[PROBLEM DETAILS] Will you transcribe the entries that follow, exactly and in full?

[PROVIDED DATA]
—————

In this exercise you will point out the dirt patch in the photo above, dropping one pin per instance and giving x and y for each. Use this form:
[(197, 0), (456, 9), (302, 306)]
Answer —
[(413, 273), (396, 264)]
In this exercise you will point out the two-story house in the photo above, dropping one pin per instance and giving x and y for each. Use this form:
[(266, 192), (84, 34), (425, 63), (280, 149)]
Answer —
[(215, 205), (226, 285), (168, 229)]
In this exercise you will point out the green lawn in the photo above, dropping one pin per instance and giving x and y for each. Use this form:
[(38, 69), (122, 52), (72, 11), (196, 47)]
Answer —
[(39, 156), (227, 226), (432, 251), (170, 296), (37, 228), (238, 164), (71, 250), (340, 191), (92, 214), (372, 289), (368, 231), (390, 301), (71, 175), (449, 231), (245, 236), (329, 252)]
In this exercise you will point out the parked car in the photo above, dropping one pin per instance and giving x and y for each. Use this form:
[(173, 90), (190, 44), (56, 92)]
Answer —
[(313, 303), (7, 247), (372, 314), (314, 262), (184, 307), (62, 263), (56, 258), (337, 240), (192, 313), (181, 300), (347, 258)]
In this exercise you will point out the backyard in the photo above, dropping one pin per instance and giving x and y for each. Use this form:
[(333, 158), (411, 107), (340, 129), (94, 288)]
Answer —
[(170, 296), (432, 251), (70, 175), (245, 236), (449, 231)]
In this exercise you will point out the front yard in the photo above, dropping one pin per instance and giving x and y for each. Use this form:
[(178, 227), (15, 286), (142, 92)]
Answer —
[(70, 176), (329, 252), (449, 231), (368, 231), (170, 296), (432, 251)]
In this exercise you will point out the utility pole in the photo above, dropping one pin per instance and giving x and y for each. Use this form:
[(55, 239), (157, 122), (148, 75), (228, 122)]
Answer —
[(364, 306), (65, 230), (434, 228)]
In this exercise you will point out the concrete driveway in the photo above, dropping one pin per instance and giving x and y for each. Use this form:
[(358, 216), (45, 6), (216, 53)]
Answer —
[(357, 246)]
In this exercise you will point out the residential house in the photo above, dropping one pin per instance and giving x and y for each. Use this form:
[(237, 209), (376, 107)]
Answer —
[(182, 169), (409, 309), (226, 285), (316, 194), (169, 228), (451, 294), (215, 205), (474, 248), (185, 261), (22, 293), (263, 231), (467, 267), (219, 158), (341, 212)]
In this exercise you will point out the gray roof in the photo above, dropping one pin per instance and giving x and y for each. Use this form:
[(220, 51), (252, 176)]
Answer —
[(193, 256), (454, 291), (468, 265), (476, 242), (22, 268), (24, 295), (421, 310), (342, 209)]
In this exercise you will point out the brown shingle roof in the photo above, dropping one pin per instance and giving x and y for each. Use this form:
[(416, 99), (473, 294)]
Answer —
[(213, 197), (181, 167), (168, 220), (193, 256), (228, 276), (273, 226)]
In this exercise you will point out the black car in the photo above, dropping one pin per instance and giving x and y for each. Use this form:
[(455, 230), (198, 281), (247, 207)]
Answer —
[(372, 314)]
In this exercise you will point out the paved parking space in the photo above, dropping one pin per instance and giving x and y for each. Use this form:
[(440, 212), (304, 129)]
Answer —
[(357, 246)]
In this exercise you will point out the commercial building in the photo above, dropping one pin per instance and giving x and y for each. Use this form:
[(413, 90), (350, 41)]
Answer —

—————

[TASK SOLUTION]
In this exercise you will point out the dirt patch in the photo above, dropping one pin per instance and giving x and y for each. Use this form:
[(197, 0), (456, 9), (302, 306)]
Answer —
[(413, 273), (396, 264)]
In this exercise you will point out the two-story house in the photo above, dropping one pin per instance and giving x and y for each. Use this form:
[(266, 192), (84, 34), (425, 63), (280, 149)]
Answer —
[(215, 205), (226, 285), (168, 229)]
In this exercise you will point out the green lawn in the photo above, dropping one pin per instance and giving x and y for each. Use this form:
[(38, 69), (122, 52), (72, 11), (196, 47)]
Answer —
[(39, 156), (227, 226), (432, 251), (170, 296), (37, 228), (238, 164), (71, 250), (340, 191), (92, 214), (372, 289), (368, 231), (390, 301), (71, 175), (449, 231), (245, 236), (329, 252)]
In this exercise you will point out the parked car in the photo above, dropping one pin per instance and giving x and y for each. Use this form:
[(173, 90), (190, 44), (56, 92)]
Answer —
[(313, 303), (7, 247), (372, 314), (314, 262), (184, 307), (62, 263), (56, 258), (337, 240), (192, 313), (181, 300), (347, 258)]
In this exercise you will point out the backyard in the photo above, dropping one pin per instance and giving x and y for each. Use this form:
[(333, 158), (411, 107), (340, 129), (94, 288)]
Answer —
[(170, 296), (432, 251), (70, 175), (245, 236), (449, 231)]
In this exercise you will point out the front yard in the photo above, dropping one pin per instance and giving x and y for each. Use this form:
[(178, 227), (15, 286), (142, 92)]
Answer —
[(70, 176), (329, 252), (449, 231), (368, 231), (170, 296), (432, 251)]
In this exercise you will point out the utility pole in the photo above, dropping one pin per instance and giving x and y for each. Use this form:
[(55, 239), (157, 122), (148, 75), (228, 122)]
Answer —
[(364, 306), (65, 230), (434, 228)]
In this exercise you will point out the concrete driveway in the photo above, dropping one pin per instance and giving x and y for each. Use this form:
[(358, 216), (45, 6), (216, 53)]
Answer —
[(357, 246)]
In this exercise you will point out the residential house in the photo above, dropping one pin per instance and giving x and y for each. Use this form:
[(237, 209), (376, 107)]
Answer —
[(182, 169), (409, 309), (226, 285), (316, 194), (169, 228), (451, 294), (215, 205), (474, 248), (185, 261), (22, 293), (263, 231), (467, 267), (219, 158), (341, 212)]
In this exercise you will point out the gray roof in the photo above, dropping one pin per instance and giving x and y for each. Use this form:
[(220, 51), (252, 176)]
Answer —
[(193, 256), (454, 291), (468, 265), (476, 242), (22, 268), (24, 295), (421, 310), (342, 209)]
In this exercise you will point out the brown shingle roof in the photo above, dropping one pin per instance and giving x and y for each. Use this form:
[(416, 99), (473, 294)]
Answer —
[(213, 197), (181, 167), (168, 220), (193, 256), (228, 276), (273, 226)]
In this exercise you will point out the black car in the photo above, dropping one pin per instance and giving x and y for each. Use this form:
[(455, 230), (198, 281), (247, 207)]
Answer —
[(372, 314)]
In this exercise you will point out the paved parking space in the photo above, dropping one pin per instance and giving x and y for each. Use this form:
[(440, 212), (304, 129)]
Answer —
[(357, 246)]
In this exercise you will point out the commercial building in the photo above, dropping one pin per instance and giving x and y for each. Use this form:
[(413, 90), (350, 41)]
Answer —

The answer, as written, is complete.